• Work to complete
Rewrite the items from the line that contains "Target: dark hair" through the line that contains "102), (216, 101)]", replacing "Kindly give" with "Please provide" and leaving everything else unchanged.

• Records provided
_ _ _ _ _

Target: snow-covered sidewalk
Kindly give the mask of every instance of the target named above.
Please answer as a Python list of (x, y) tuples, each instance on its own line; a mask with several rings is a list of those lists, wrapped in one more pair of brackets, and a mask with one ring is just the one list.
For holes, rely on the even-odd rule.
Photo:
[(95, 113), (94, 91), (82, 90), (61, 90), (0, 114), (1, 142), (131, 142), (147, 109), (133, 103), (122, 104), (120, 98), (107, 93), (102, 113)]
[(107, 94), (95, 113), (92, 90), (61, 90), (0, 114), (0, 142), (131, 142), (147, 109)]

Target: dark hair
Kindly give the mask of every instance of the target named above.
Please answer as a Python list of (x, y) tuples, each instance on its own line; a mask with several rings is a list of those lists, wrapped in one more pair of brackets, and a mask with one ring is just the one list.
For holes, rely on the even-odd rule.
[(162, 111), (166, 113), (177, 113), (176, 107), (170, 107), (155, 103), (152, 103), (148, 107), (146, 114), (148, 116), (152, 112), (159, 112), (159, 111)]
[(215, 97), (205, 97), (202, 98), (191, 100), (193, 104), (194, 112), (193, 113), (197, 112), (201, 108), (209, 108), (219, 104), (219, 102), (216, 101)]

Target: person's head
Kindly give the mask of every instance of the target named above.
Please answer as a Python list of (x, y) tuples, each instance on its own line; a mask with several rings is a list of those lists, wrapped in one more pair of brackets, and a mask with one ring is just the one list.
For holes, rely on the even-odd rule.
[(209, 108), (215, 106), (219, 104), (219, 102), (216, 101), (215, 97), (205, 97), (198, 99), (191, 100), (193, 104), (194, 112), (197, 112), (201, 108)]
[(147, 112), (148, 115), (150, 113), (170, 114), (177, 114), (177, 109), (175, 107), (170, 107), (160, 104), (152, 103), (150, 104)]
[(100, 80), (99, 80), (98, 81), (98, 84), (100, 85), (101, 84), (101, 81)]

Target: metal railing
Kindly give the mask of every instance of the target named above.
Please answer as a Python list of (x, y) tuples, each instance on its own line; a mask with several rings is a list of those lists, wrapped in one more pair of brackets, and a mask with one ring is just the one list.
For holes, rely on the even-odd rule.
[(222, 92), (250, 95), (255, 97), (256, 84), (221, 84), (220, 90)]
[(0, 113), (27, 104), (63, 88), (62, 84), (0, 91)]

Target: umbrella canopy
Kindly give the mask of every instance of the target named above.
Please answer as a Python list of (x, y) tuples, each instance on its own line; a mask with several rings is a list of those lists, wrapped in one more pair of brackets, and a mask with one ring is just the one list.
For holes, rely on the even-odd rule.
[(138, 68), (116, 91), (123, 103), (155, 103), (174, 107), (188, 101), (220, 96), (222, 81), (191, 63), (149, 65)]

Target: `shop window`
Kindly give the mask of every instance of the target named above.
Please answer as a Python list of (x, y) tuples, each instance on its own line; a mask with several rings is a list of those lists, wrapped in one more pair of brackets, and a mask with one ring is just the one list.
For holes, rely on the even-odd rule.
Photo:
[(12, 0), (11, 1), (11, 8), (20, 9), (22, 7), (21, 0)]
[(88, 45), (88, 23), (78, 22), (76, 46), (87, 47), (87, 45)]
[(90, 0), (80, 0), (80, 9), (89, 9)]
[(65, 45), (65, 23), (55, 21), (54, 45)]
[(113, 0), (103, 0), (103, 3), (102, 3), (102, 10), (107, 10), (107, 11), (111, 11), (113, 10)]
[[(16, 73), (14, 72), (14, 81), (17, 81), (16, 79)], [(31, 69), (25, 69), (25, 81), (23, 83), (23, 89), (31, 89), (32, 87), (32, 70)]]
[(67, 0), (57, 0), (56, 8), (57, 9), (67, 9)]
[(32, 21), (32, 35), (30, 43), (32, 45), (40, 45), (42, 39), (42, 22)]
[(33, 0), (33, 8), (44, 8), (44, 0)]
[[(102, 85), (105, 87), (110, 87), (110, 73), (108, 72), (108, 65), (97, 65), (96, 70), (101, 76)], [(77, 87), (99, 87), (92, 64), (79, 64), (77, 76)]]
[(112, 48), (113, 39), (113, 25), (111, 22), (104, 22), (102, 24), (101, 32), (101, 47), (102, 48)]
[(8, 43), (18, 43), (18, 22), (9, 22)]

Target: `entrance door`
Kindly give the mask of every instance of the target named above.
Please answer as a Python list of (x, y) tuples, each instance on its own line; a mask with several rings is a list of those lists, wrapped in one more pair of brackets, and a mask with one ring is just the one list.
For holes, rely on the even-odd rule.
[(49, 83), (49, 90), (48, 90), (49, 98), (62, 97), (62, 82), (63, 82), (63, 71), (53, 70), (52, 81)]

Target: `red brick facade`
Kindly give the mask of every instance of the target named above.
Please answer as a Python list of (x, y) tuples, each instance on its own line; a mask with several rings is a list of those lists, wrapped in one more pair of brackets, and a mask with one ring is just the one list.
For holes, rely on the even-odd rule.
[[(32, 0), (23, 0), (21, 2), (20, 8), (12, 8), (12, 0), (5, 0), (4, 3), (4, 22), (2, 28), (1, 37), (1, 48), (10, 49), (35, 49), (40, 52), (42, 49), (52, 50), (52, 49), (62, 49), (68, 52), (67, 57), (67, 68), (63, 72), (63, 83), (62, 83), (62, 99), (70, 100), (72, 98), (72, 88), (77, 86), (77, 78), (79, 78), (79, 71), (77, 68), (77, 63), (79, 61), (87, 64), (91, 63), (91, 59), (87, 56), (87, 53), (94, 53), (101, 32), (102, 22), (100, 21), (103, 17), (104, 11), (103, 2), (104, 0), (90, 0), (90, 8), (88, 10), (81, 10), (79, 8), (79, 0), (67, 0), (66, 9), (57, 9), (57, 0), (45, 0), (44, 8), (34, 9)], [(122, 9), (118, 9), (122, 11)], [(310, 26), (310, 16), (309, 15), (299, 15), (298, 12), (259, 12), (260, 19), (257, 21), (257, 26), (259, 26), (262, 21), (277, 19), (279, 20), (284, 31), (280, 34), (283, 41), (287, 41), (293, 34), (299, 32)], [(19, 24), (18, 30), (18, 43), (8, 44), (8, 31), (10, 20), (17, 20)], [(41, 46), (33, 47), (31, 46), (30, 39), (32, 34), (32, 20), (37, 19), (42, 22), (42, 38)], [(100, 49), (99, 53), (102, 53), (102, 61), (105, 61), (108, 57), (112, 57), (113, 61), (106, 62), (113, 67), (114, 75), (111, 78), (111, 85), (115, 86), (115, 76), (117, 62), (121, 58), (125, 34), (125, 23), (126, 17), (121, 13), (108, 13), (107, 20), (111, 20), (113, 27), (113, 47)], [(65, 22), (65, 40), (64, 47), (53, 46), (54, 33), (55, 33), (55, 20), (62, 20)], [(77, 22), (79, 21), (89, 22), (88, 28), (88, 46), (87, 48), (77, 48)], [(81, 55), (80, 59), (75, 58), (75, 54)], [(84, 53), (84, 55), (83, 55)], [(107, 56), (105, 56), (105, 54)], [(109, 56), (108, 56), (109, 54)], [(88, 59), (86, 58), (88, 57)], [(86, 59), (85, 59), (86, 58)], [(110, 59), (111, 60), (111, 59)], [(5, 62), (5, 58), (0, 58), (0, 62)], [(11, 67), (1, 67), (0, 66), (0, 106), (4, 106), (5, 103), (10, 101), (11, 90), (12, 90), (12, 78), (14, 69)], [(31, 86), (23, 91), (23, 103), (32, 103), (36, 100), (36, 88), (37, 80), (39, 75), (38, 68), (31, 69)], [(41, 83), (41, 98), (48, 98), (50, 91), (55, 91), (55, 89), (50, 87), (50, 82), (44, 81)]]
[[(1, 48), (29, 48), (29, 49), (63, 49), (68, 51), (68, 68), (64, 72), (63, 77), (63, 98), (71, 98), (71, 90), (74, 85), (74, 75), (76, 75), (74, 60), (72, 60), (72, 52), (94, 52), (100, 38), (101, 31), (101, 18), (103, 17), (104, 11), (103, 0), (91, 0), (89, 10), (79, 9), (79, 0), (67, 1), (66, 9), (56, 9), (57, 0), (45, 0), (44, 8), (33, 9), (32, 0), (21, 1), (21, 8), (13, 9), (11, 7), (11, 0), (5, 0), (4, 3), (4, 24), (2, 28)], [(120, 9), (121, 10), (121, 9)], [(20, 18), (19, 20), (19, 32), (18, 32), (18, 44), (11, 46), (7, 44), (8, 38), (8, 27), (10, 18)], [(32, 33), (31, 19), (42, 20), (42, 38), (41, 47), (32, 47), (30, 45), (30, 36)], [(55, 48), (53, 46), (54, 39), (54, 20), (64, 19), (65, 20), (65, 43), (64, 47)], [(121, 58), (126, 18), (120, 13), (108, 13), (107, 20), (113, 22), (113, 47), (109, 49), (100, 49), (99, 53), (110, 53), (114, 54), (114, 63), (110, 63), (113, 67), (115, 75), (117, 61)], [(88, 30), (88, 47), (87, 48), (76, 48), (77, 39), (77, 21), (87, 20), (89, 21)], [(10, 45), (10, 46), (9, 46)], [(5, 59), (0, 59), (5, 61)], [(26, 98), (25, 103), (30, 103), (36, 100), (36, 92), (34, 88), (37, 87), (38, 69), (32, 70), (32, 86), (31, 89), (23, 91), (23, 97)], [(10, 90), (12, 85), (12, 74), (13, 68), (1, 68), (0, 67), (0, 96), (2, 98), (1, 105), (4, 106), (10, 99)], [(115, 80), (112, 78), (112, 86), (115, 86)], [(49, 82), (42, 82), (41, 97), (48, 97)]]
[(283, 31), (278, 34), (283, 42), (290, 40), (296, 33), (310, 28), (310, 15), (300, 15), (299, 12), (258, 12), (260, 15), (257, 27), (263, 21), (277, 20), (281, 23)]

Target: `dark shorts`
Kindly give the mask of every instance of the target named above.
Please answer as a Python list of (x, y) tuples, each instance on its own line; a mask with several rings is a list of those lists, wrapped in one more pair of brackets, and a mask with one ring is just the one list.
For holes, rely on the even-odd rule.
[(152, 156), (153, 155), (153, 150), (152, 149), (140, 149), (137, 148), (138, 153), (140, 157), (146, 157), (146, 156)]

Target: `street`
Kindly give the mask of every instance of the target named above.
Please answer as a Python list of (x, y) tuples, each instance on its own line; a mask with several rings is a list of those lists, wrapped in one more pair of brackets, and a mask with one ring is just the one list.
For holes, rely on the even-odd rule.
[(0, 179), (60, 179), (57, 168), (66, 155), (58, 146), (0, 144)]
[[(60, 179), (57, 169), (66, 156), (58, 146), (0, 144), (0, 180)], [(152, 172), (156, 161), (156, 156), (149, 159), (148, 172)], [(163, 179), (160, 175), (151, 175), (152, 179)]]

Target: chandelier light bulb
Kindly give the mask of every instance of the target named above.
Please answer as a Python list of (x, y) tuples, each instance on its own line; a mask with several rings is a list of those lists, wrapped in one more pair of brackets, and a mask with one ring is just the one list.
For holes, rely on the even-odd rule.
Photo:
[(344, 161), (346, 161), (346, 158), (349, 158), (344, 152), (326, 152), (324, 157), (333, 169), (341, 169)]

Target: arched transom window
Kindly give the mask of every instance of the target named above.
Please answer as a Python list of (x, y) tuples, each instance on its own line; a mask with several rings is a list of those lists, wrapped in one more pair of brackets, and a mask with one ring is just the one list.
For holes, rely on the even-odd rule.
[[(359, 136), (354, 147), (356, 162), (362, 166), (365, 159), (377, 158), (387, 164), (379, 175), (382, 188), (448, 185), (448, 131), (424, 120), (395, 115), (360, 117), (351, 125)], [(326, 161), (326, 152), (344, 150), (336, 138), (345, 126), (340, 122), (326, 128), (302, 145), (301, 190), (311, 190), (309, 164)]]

_ _ _ _ _

• Task answer
Target: dark hair
Please provide the mask of every instance of the target named above.
Please answer as a Python list of (x, y) tuples, each instance on its own line; a mask with several rings is a list of those lists, wrapped in one more pair of brackets, and a mask with one ring is just the one list.
For holes, rely on the even-odd rule.
[(162, 111), (166, 113), (177, 113), (176, 107), (170, 107), (155, 103), (152, 103), (148, 107), (146, 114), (148, 116), (152, 112), (159, 112), (159, 111)]
[(215, 97), (205, 97), (202, 98), (191, 100), (193, 104), (194, 112), (193, 113), (197, 112), (201, 108), (209, 108), (219, 104), (219, 102), (216, 101)]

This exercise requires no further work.